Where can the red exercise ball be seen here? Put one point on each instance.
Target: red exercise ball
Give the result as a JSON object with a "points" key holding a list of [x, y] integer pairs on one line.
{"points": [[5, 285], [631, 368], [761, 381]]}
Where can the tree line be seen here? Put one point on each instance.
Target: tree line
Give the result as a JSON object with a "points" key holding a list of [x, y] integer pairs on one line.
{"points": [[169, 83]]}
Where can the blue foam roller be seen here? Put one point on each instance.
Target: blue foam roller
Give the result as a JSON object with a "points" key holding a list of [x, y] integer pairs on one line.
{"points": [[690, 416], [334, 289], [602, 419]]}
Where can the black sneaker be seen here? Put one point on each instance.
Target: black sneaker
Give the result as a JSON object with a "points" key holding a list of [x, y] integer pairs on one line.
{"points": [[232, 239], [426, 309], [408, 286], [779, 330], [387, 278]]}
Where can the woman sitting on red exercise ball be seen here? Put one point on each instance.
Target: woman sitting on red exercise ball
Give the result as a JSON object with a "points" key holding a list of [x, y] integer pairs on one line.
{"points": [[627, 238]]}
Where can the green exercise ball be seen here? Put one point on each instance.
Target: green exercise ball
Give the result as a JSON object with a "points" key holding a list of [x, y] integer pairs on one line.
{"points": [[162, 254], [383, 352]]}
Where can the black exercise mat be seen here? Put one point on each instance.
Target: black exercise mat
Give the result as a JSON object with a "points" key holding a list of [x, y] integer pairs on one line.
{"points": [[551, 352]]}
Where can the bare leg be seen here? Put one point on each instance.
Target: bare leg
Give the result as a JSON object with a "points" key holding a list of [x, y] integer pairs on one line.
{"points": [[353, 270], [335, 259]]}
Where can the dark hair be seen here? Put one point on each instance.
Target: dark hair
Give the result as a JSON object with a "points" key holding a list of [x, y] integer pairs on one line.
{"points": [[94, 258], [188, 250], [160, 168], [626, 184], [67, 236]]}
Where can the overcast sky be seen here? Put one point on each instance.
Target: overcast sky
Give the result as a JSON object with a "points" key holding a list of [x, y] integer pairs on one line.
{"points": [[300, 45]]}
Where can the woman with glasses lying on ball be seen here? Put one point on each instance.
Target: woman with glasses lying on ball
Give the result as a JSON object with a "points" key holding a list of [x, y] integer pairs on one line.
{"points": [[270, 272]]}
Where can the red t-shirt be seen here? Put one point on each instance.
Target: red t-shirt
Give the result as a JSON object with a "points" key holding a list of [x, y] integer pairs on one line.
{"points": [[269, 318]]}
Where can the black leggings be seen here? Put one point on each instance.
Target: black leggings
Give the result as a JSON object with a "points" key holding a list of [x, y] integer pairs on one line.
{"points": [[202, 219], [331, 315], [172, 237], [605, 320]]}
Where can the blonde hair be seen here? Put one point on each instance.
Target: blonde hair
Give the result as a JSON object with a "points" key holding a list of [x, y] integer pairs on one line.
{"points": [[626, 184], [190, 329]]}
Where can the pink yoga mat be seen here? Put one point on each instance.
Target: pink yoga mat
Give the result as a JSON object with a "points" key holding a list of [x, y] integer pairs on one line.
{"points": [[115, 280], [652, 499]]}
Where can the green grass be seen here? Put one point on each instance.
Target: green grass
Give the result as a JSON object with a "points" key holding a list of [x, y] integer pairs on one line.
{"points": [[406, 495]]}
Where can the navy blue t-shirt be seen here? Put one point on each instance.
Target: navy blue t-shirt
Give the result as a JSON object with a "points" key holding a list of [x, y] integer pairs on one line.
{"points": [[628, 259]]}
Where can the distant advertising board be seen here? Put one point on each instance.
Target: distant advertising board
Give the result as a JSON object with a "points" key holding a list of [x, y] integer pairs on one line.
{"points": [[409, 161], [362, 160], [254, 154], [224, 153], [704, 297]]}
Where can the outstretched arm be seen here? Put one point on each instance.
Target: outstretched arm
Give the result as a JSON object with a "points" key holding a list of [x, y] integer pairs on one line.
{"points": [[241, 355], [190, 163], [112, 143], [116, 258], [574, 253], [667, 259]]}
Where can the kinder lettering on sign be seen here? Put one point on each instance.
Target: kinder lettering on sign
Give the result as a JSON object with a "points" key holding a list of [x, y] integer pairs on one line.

□ □ □ □ □ □ □

*Task instructions:* Above are the records; retype them all without a single difference.

*Response:*
Where can the red exercise ball be seen here? Put one point on each instance.
Target: red exercise ball
Give the result as a JSON object with a "points" key holding a list of [x, y] integer pairs on one line.
{"points": [[5, 285], [631, 368], [761, 381]]}
Where can the tree line be seen here? Put one point on each instance.
Target: tree line
Give the result as a JSON object with a "points" key holding a list of [x, y] integer pairs on one line.
{"points": [[169, 83]]}
Where can the blue foam roller be seen here? Put one point on each instance.
Target: blue foam roller
Give the result as a JSON object with a "points" key holding a list of [x, y] integer pairs on one line.
{"points": [[690, 416], [334, 289], [602, 419]]}
Where can the black sneaker be seen here? Put one point on each instance.
Target: black sneaker
Give the result as a JSON object with a "points" key holding a list of [x, y] integer pairs on one line.
{"points": [[232, 239], [426, 309], [408, 286], [779, 330], [387, 278]]}
Where can the woman sitting on red exercise ball be seen here? Put one point on each instance.
Target: woman sitting on red exercise ball
Give the result as a JSON object with a "points" key holding a list of [x, y] integer pairs on one line.
{"points": [[627, 238]]}
Where can the green exercise ball be seen here? Put one point on each instance.
Target: green exercise ball
Give the result as a JSON object with a "points" key holding a list of [x, y] integer pairs on one line.
{"points": [[162, 254], [383, 352]]}
Where can the black exercise mat be seen here? Put one point on each instance.
Target: black exercise mat
Give the result as a JSON object with a "points" key holding a list of [x, y] integer pairs on one line.
{"points": [[551, 352]]}
Where can the bare leg be seen here? Put one point on each instance.
Target: bare leg
Give the result as a JSON object with a "points" key holding a list of [x, y] integer pairs on one line.
{"points": [[353, 270], [335, 259]]}
Where can the dark hair be seen here? Put one point on each instance.
Target: dark hair
Give the result as a JSON object with a "points" key holding a list of [x, y] integer pairs on one line.
{"points": [[94, 258], [188, 250], [160, 168], [626, 184], [67, 236]]}
Where can the overcast sky be seen here? Put one point on each instance.
Target: overcast sky
Give the result as a JSON object with a "points" key holding a list of [x, y] integer pairs on one line.
{"points": [[300, 45]]}
Where can the woman with glasses lying on ball be seen here? Put one point on each instance.
Target: woman with glasses lying on ball
Give the result as a JSON object with a "points" key holding a list of [x, y] integer pairs on one line.
{"points": [[270, 272]]}
Where can the red t-shirt be seen here? Put one point on each instance.
Target: red t-shirt
Give the result as a JSON object with a "points" key holding a list of [x, y] integer pairs on one line.
{"points": [[269, 318]]}
Where can the black leggings be seen here? Put one point on each instance.
Target: black leggings
Give the result as a JSON object with a "points" key holding a list of [x, y] integer pairs on one line.
{"points": [[202, 219], [331, 315], [172, 237], [605, 320]]}
Where can the blonde hair be seen here? Put one point on each instance.
Target: blonde hair
Give the result as a JSON object with a "points" key holding a list of [x, y] integer pairs on one line.
{"points": [[626, 184], [190, 329]]}
Where can the pink yoga mat be seen here? Put one point on each instance.
Target: pink yoga mat
Give the result as a JSON object with a "points" key holding a list of [x, y] integer pairs on one line.
{"points": [[115, 280], [652, 499]]}
Where can the green grass be seen here? Put one point on each instance.
Target: green grass
Give the result as a JSON object with a "points" key holding a list of [x, y] integer pairs on one line.
{"points": [[406, 495]]}
Where can the navy blue t-shirt be seen here? Put one point on each instance.
Target: navy blue t-shirt
Give the result as a JSON object with a "points" key holding a list of [x, y] integer pairs on one line.
{"points": [[628, 259]]}
Where can the distant advertising board be seen here? Put one point on each instance.
Target: distant advertising board
Give the result as a JSON object with a "points" key holding a list of [x, y] integer pairs on one line.
{"points": [[409, 161], [362, 160], [254, 154], [224, 153], [704, 297]]}
Where can the outstretched arm be seen here? Put one point on each instance.
Target: outstretched arm
Give the result as a JSON object with a "points" key holding a list of [x, y] integer pairs on one line.
{"points": [[241, 355], [190, 163], [112, 143], [116, 258], [574, 253], [667, 259]]}
Where can the kinder lettering on sign be seen here? Put one point on each instance.
Target: kinder lettering on sign
Give the result as a JSON object with a "points" key holding a list of [x, y] integer pairs on one line.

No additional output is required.